• SET TASK 1: From the text on German Legal Sentences, list the source collection of legal documents, the similarity measure, and the search engine it names.

• TEXT TO READ:
....
View on GitHub

german_legal_sentences

German Legal Sentences

German Legal Sentences (GLS) is an automatically generated training dataset for semantic sentence matching and citation recommendation in the domain in german legal documents. It follows the concept of weak supervision, where imperfect labels are generated using heursitical expert functions. For this purpose we use a combination of legal citation matching and BM25 similarity. The basis of our dataset is given by Open Legal Data, which is a collection of more than 200k German legal documents.

In recent years, many efforts have been made to make German court decisions freely available to the public. Although a decent number of decisions can now be found on the Internet, it can be difficult for the layperson to find relevant information in them. With this dataset, we want to accelerate research on semantic search technologies in German domain-specific language. We hope that emerging search technologies will enable the layperson to find relevant information without knowing the specific terms used by the professionals. Furthermore, we think that the lessons learned due the work with this dataset can be applied to other domains and languages.

What is in the dataset?

GLS consists of semantically related sentence pairs from German judicial decisions. Their semantic relations are derived from shared references to laws other judicial decisions. These pairs can be used to train sentence similarity models. For this purpose we also provide pseudo-negative sentences, which we extract from rankings formed by the search engine Elasticsearch.
....
• Image boundary labeling entries:
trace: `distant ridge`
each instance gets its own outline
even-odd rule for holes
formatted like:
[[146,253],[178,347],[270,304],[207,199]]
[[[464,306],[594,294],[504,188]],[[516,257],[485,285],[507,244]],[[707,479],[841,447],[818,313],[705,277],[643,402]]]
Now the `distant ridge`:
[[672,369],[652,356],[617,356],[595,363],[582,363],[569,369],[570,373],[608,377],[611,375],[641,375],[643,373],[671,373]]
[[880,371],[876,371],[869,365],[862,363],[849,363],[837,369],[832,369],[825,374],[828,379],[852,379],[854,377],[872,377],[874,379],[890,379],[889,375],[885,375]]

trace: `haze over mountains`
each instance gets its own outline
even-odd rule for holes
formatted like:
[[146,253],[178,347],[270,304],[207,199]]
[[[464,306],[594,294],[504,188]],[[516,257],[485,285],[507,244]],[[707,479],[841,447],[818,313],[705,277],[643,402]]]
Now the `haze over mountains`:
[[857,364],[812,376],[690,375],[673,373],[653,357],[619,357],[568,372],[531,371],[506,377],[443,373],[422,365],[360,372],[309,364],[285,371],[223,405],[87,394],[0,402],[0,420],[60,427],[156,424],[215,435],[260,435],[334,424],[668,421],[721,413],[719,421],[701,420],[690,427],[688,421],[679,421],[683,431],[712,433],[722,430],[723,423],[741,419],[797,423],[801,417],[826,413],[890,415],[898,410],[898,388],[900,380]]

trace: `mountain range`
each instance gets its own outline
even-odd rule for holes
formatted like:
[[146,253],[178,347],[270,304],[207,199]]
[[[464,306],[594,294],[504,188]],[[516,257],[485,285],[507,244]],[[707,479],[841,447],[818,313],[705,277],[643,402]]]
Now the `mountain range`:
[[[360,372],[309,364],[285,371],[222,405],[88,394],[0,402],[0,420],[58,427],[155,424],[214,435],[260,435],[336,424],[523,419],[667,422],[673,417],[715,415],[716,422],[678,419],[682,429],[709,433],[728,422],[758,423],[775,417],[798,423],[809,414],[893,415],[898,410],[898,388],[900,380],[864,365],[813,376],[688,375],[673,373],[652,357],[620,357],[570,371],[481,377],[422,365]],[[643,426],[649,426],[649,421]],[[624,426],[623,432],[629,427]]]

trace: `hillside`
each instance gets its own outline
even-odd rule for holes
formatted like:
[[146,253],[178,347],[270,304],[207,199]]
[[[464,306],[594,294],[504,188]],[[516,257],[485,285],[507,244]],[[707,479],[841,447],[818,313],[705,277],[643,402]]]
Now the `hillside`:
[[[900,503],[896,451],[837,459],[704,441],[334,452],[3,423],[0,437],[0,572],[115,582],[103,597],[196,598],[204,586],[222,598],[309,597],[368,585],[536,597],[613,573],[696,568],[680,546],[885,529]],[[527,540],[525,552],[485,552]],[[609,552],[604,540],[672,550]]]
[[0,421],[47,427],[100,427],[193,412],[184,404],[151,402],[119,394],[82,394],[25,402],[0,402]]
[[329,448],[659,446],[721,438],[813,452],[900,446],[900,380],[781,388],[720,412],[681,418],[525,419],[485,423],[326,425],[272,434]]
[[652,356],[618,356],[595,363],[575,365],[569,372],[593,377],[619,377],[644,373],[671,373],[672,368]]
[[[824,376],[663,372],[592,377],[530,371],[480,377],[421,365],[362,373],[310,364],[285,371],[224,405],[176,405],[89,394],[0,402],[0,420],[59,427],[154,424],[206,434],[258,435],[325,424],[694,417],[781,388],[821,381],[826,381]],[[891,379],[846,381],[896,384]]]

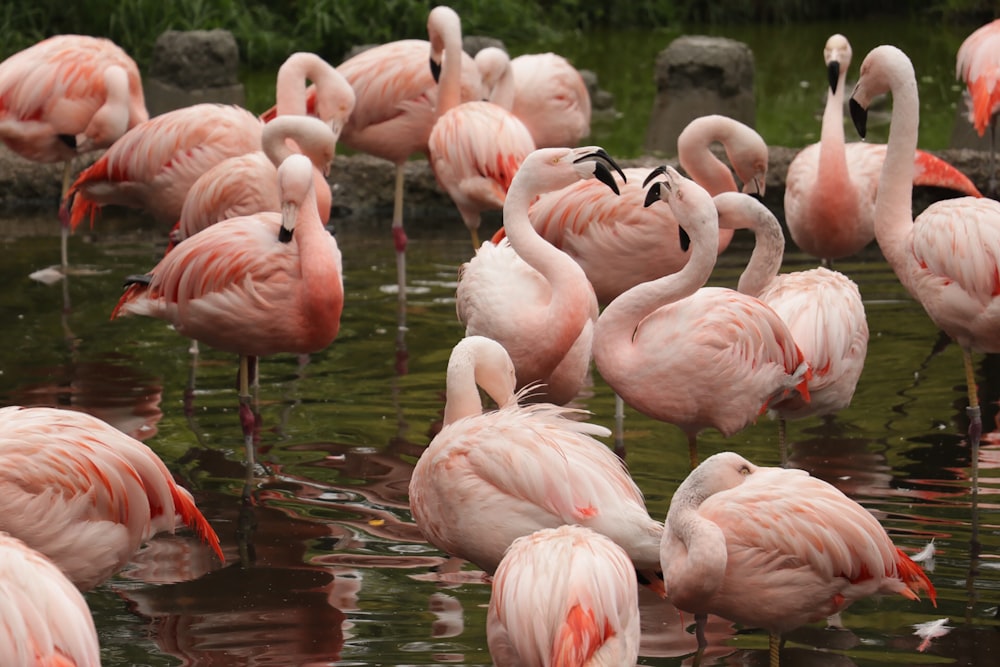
....
• SET TASK 2: Count the lines of the entries above that contain the string "mountains", treating case as significant, and give only the number.

• CORRECT ANSWER 1: Open Legal Data, BM25 similarity, Elasticsearch

• CORRECT ANSWER 2: 2